Task description
Repeat, without any change, the entries presented below.

Task material
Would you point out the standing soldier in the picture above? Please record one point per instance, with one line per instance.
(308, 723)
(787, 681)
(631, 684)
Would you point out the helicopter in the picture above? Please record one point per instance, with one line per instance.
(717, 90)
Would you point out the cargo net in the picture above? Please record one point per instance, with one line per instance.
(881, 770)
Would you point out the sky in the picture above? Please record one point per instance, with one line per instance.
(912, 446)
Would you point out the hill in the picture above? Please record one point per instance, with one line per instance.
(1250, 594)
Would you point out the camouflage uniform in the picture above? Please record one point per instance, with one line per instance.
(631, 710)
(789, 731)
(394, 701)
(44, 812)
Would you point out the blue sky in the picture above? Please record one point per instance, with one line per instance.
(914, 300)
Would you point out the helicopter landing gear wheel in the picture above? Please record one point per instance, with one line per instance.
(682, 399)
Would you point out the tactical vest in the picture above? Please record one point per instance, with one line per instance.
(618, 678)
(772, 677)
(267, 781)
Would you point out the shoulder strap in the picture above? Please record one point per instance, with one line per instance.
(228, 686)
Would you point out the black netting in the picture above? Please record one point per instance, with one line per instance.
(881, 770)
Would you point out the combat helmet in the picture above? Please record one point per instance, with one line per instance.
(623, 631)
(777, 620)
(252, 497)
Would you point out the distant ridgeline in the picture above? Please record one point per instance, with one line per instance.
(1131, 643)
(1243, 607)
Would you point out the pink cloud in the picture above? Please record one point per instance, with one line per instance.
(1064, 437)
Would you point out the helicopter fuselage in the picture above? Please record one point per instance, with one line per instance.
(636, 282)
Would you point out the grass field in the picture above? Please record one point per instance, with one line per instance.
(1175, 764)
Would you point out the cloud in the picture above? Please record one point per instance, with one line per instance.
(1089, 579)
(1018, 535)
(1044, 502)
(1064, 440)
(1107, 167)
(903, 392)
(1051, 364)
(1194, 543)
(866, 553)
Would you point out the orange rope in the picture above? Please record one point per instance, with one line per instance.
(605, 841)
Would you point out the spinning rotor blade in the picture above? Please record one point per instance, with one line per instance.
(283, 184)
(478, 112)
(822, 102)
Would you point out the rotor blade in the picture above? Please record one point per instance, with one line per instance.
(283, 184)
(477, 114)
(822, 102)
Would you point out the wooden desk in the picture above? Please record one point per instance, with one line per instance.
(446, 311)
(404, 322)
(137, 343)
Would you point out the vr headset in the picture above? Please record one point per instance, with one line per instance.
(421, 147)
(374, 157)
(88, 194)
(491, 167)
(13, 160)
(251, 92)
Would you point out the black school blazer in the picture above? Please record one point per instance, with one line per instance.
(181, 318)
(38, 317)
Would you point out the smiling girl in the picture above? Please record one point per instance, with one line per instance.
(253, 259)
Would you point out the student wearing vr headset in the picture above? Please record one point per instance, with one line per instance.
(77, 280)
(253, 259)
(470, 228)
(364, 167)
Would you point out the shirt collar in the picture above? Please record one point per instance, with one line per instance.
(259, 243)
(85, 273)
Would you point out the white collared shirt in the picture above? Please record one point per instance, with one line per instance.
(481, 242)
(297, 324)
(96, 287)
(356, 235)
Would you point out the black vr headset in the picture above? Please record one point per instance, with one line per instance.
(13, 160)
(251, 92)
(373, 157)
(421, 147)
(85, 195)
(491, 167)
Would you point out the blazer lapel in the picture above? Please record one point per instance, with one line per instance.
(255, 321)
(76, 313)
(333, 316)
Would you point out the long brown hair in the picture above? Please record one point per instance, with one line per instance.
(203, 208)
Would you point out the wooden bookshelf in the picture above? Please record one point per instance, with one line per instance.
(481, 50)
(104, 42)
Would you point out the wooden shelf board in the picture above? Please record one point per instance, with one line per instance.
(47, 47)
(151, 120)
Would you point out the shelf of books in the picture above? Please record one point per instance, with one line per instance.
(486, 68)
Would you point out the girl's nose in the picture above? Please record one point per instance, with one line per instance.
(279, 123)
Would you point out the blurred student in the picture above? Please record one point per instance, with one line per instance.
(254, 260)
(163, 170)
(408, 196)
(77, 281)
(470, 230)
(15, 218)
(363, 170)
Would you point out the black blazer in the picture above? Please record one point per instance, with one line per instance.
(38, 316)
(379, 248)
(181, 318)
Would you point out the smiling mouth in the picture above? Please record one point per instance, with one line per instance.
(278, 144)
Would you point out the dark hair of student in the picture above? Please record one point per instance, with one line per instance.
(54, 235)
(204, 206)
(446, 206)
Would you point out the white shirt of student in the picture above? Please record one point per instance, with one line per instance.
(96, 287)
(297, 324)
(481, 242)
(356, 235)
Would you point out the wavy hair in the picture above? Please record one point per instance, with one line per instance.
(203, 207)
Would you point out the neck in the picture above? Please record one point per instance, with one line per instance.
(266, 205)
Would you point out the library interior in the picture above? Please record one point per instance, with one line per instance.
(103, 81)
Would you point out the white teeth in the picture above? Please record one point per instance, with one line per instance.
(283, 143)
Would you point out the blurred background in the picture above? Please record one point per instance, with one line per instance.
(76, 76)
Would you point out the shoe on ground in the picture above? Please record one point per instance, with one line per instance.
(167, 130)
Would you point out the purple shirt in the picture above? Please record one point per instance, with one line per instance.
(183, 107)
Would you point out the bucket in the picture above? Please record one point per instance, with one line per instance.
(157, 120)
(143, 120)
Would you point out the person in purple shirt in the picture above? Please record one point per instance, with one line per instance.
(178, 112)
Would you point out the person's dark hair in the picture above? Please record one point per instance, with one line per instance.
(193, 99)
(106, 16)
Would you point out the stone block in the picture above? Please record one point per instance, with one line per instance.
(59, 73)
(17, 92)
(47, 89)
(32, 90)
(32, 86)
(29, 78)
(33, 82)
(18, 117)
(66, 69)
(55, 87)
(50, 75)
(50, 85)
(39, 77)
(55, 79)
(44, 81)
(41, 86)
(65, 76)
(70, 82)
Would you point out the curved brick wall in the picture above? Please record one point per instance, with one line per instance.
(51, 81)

Answer to the task
Would you point out the standing soldier in the picture above? Please record one point per instance, with one line per instance.
(308, 723)
(787, 681)
(631, 684)
Would you point out the helicopter in the picture above? Please record one point per instance, with one line per instance.
(717, 90)
Would you point out the cargo net in the picture above? Please record one point per instance, with one line per instance.
(881, 770)
Would you point out the sky in the picture above? Please record one point per instance, with one line per instance.
(912, 446)
Would you point out the hill in the picture above? Please record one point per instance, with one line per instance.
(1250, 594)
Would you point out the camouflage uniform in the picture above? Please record one point per instance, with one line per instance.
(631, 710)
(789, 731)
(394, 701)
(44, 812)
Would you point out the blue sky in the picture above? Please record one point per instance, with one line per instance.
(914, 300)
Would you point out the helicopter landing gear wheel in the picture above? Please record one point per instance, with one line per instance.
(682, 399)
Would you point out the tactical vest in the picture above? Please record one point per instance, with one line per instance.
(618, 678)
(772, 677)
(267, 781)
Would you point out the shoulder strap in the picture above? Please record one point per instance, with one line per instance.
(228, 686)
Would you point out the black netting in the picture above? Please record one point per instance, with one line per instance.
(881, 770)
Would you point out the combat helmet in the picture above? Please record one point per instance, with one line per instance.
(623, 631)
(777, 620)
(252, 497)
Would you point out the distant ridgeline in the picture above? Please record one point per instance, with one line per instance.
(1131, 643)
(1243, 607)
Would you point out the pink cloud in the picture above? Please record one point per instance, with one line per instance.
(1064, 437)
Would you point out the helicopter fuselage in the picture above? Please record one point per instance, with one line per instance.
(636, 282)
Would you point out the grass field in the picture above? Please record one point per instance, with one line per instance.
(1175, 764)
Would you point out the cloud in the picture above? Please record one point per instance, with one line per instance.
(1089, 579)
(1018, 535)
(1044, 502)
(1064, 440)
(1107, 167)
(903, 392)
(1051, 364)
(1194, 543)
(866, 553)
Would you point out the orange rope in the picture above? Please record one point per instance, with one line per instance.
(605, 841)
Would you point out the spinning rotor blade in the picture above? Please record one point per instance, with one line per instance.
(283, 184)
(478, 112)
(822, 102)
Would you point out the rotor blade in the picture above? Please record one point per instance, with one line per instance.
(283, 184)
(477, 114)
(822, 102)
Would you point out the wooden desk in the picture above? Please record one point per instance, with one line per instance.
(446, 311)
(404, 322)
(137, 343)
Would you point out the vr headset in the picture above? Please record one point per instance, with one line per instance.
(421, 147)
(374, 157)
(88, 194)
(491, 167)
(13, 160)
(251, 92)
Would you point out the black school blazer in the picture above? Please record one point per instance, with one line per instance.
(181, 318)
(38, 317)
Would you point out the smiling girl in the picture above? Please record one point per instance, with one line per instance.
(253, 259)
Would you point out the student wearing vr headset in the picture above? Please record one point per instance, with one line per instance.
(77, 280)
(253, 259)
(470, 228)
(364, 167)
Would you point out the shirt collar in the picture above? Please record one point per instance, with one line per instance.
(259, 243)
(85, 273)
Would you point out the white collared shirt in the picture above? Please record one point per instance, with one line per instance.
(481, 242)
(297, 324)
(96, 287)
(356, 235)
Would you point out the black vr headset in the picture above? Please record one point per instance, with one line per instance.
(13, 160)
(251, 92)
(373, 157)
(421, 147)
(85, 195)
(491, 167)
Would you point out the blazer lapel in the picture above? Please record one point per instance, with one line per instance.
(255, 321)
(76, 313)
(333, 316)
Would you point out the long brown hair in the picture above? Please record one point per instance, with one line per instance.
(203, 208)
Would you point out the wooden bookshelf in the picture above? Please record one point per instance, with one line per instance.
(481, 50)
(104, 42)
Would you point out the wooden shelf board in the picture above? Please record one point per instance, with one line per instance.
(47, 47)
(151, 120)
Would you point out the shelf of books in the picture above? Please record one point per instance, with one line per instance.
(486, 68)
Would you point out the girl's nose in the picture above? Please record one point per instance, with one line per instance.
(279, 123)
Would you point out the blurred student in the picture above? Please record one point per instance, with one line per instance.
(254, 260)
(163, 170)
(408, 196)
(77, 281)
(470, 230)
(15, 218)
(363, 170)
Would you point out the black blazer in the picture above? Please record one point per instance, with one line per instance.
(38, 316)
(379, 248)
(181, 318)
Would you point out the smiling mouth in the picture above? Please record one point per instance, with one line per instance.
(278, 144)
Would you point out the dark hair of student in the picture above? Please record one point per instance, with one line per instance.
(54, 235)
(204, 206)
(446, 206)
Would you point out the white shirt of student in the picture above? Please record one point per instance, with one line per instance.
(96, 287)
(297, 324)
(481, 242)
(356, 235)
Would you point out the wavy hair in the picture above? Please record one point per instance, with one line per instance.
(203, 207)
Would you point out the neck in the picture above? Please record one point per instance, with one line per instance.
(266, 205)
Would you point out the library interior in the picture above? Please record one point per instance, with one line per instance.
(103, 81)
Would you point out the white teeth in the picture above? Please record one point per instance, with one line per instance.
(283, 143)
Would you point out the blurred background in the picture above? Please record one point per instance, with one line per instance.
(76, 76)
Would you point out the shoe on ground in the picture above? Please record one point per instance, with one line per instance.
(167, 130)
Would you point out the purple shirt in the picture above? Please record one point per instance, with one line per instance.
(183, 107)
Would you point out the bucket in the picture above? Please record one point per instance, with one line per instance.
(157, 120)
(143, 120)
Would you point out the person in purple shirt in the picture above? Please record one point per instance, with one line per instance.
(178, 112)
Would you point out the person's dark hair in the picture above? Please record one point per instance, with one line per instance.
(193, 99)
(106, 16)
Would you point out the stone block in the picture above? Please record one point per instance, with one line per instance.
(59, 73)
(17, 92)
(47, 89)
(32, 90)
(32, 86)
(29, 78)
(33, 82)
(18, 117)
(66, 69)
(55, 87)
(50, 75)
(50, 85)
(39, 77)
(55, 79)
(44, 81)
(41, 86)
(65, 76)
(70, 82)
Would you point out the curved brick wall in the picture above? Please record one point per instance, with one line per instance.
(51, 81)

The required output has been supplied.